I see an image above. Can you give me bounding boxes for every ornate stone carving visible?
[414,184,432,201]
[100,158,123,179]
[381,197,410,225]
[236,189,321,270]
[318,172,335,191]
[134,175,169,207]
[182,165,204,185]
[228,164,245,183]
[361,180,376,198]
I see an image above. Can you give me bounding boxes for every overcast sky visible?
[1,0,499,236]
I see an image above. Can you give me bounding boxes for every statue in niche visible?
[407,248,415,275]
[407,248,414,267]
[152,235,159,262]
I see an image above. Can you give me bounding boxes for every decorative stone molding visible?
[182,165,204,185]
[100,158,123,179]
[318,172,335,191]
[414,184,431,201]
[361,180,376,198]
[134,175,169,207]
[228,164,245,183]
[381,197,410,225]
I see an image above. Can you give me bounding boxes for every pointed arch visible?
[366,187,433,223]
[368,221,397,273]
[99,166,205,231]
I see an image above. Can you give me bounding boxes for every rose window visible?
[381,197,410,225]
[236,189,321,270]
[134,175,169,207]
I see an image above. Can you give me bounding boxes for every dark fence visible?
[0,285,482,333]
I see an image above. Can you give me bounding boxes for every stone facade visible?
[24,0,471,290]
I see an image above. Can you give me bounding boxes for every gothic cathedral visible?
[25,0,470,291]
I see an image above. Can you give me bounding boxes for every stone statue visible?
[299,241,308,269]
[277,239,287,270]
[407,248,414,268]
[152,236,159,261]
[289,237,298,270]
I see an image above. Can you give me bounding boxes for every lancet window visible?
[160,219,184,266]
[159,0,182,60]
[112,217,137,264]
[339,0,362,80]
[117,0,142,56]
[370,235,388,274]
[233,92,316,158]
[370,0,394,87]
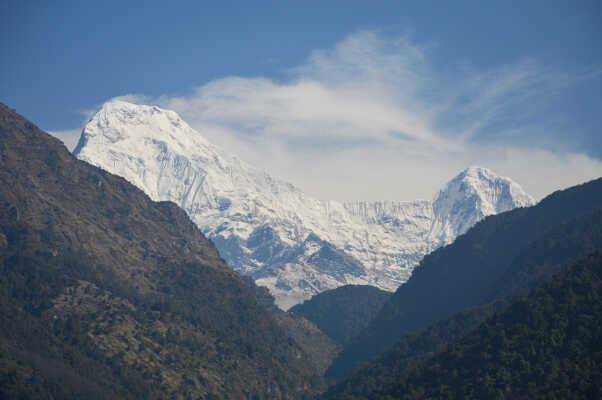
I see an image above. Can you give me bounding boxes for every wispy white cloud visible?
[95,31,602,200]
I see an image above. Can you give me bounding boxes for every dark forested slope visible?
[0,103,336,399]
[323,207,602,398]
[380,251,602,399]
[328,177,602,379]
[289,285,391,346]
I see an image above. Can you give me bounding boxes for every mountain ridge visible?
[75,99,535,308]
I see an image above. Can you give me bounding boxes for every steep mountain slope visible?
[380,251,602,399]
[323,206,602,398]
[0,103,337,399]
[327,177,602,379]
[289,285,392,346]
[74,100,534,308]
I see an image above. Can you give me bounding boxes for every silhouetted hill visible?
[289,285,391,346]
[323,207,602,398]
[0,103,337,399]
[328,176,602,379]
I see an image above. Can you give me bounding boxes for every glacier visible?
[74,100,536,309]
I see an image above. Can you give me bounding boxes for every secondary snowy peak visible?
[435,166,535,216]
[74,100,536,309]
[429,166,536,246]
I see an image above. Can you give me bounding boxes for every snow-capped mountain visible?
[74,100,536,309]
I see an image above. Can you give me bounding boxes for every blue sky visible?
[2,0,601,200]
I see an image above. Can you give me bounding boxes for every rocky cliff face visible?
[75,100,535,309]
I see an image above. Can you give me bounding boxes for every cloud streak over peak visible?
[94,31,601,201]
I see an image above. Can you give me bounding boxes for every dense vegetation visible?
[289,285,391,347]
[0,103,337,399]
[328,177,602,379]
[379,251,602,399]
[323,207,602,398]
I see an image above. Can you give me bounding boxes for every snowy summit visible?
[75,100,536,309]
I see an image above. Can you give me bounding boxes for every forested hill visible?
[0,103,337,399]
[323,206,602,398]
[327,176,602,379]
[289,285,392,346]
[380,251,602,399]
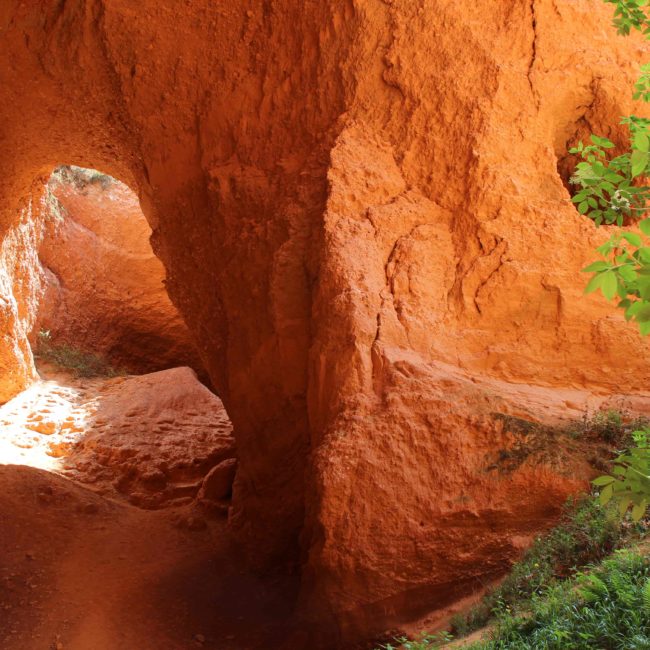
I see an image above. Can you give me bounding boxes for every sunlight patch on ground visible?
[0,376,89,472]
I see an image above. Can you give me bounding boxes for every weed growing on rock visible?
[487,410,647,474]
[377,631,453,650]
[35,330,125,378]
[50,165,114,191]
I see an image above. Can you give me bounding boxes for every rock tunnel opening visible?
[1,164,239,512]
[34,165,206,378]
[0,164,307,649]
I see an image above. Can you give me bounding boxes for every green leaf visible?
[635,303,650,322]
[631,150,649,177]
[619,265,638,282]
[622,232,643,246]
[578,200,589,215]
[637,277,650,300]
[600,271,618,300]
[585,274,605,294]
[599,483,614,505]
[635,132,650,152]
[618,496,632,517]
[591,134,615,149]
[581,261,610,273]
[631,501,647,522]
[597,240,615,255]
[592,475,616,486]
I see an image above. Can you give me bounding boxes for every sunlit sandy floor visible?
[0,368,97,472]
[0,365,296,650]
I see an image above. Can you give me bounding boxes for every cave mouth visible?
[0,166,304,649]
[1,164,238,513]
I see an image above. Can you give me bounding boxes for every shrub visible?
[572,1,650,338]
[594,428,650,521]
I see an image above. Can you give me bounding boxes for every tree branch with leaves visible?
[570,0,650,519]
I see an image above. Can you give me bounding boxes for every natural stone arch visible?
[0,1,340,577]
[3,1,650,647]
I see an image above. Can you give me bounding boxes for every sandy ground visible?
[0,367,297,650]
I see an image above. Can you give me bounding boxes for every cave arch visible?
[5,2,650,647]
[32,164,205,378]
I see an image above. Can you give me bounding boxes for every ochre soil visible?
[0,365,297,650]
[0,466,298,650]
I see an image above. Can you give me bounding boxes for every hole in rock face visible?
[35,165,205,378]
[1,163,239,511]
[0,166,302,649]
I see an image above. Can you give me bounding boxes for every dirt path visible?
[0,366,298,650]
[0,466,298,649]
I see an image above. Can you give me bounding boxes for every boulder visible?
[198,458,237,502]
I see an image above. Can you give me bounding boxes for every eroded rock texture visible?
[35,168,203,374]
[0,366,235,509]
[2,1,650,645]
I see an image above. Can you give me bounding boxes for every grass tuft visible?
[35,330,125,378]
[468,549,650,649]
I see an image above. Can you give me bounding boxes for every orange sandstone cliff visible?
[1,1,650,645]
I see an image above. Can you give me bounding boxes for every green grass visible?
[377,548,650,650]
[35,330,125,378]
[450,497,642,638]
[376,497,648,650]
[375,413,650,650]
[467,549,650,649]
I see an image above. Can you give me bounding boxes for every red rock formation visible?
[0,365,235,509]
[0,189,49,403]
[35,167,203,375]
[2,1,650,645]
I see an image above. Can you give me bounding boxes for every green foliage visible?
[571,0,650,531]
[569,134,650,227]
[377,632,453,650]
[50,165,114,191]
[374,498,647,649]
[580,228,650,334]
[35,330,124,378]
[605,0,650,35]
[633,63,650,101]
[465,549,650,649]
[571,1,650,336]
[449,497,630,637]
[594,429,650,521]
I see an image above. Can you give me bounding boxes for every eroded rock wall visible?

◇ ◇ ◇ ◇ ◇ ◇ ◇

EXERCISE BRIEF: Copy out exactly the lines that begin at the one with "green foliage visible?" and end at the close of the material above; nothing else belongs in the answer.

SOLUTION BELOW:
I see an image above. Can you give me bounding boxes for every green foliage visible?
[571,0,650,531]
[569,134,650,227]
[377,632,453,650]
[50,165,114,191]
[374,498,647,649]
[580,228,650,334]
[35,330,124,378]
[605,0,650,35]
[633,63,650,101]
[465,549,650,649]
[571,1,650,336]
[449,497,630,637]
[594,429,650,521]
I see an image above. Can you give me bounding boxes for every eroded rock wall visible?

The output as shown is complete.